Requirements ▸
Write out every row below verbatim, keeping all wording, coordinates, and punctuation unchanged.

Records for this task ▸
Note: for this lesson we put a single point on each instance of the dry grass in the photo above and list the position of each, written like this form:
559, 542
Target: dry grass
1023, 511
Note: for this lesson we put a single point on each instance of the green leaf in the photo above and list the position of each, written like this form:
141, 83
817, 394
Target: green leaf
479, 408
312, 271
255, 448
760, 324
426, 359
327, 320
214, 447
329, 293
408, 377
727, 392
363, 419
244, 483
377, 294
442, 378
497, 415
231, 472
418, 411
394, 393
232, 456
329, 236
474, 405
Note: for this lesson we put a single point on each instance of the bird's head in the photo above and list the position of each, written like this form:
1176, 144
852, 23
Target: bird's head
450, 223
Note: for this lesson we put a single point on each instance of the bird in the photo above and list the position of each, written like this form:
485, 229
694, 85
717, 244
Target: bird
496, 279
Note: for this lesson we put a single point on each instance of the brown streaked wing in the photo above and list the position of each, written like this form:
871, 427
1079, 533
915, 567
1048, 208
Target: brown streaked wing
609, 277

Task response ▸
Note: for this lesson we put a single point on each instance of the dry grass in the photo above and list the position of each, written like this form:
559, 542
Target: dry grass
1023, 511
Note: for this lesson we put a single point on each instance of the green leaf in the photo above and list the position of each, written like this form:
141, 83
817, 394
Target: green leaf
479, 408
312, 271
255, 448
760, 324
426, 359
327, 320
214, 447
329, 293
408, 377
727, 392
363, 419
244, 483
377, 294
442, 378
497, 415
231, 472
418, 411
394, 393
232, 456
329, 236
474, 405
Note: for this lesson we put a single point on each instance of the bird's head in the photo above and list the position of each, written like this form:
1176, 144
852, 23
Target: bird's head
450, 223
Note: for this lesson we put a single point on each instance of the bird in the photo above and list the position of each, written like this form:
485, 229
694, 85
717, 244
Target: bird
496, 279
Note: for this lesson we put a single point on each instance of the brown streaked wing in the photo above and list the position of each, written like this form:
871, 427
1079, 533
915, 567
1048, 208
Target: brown streaked wing
609, 277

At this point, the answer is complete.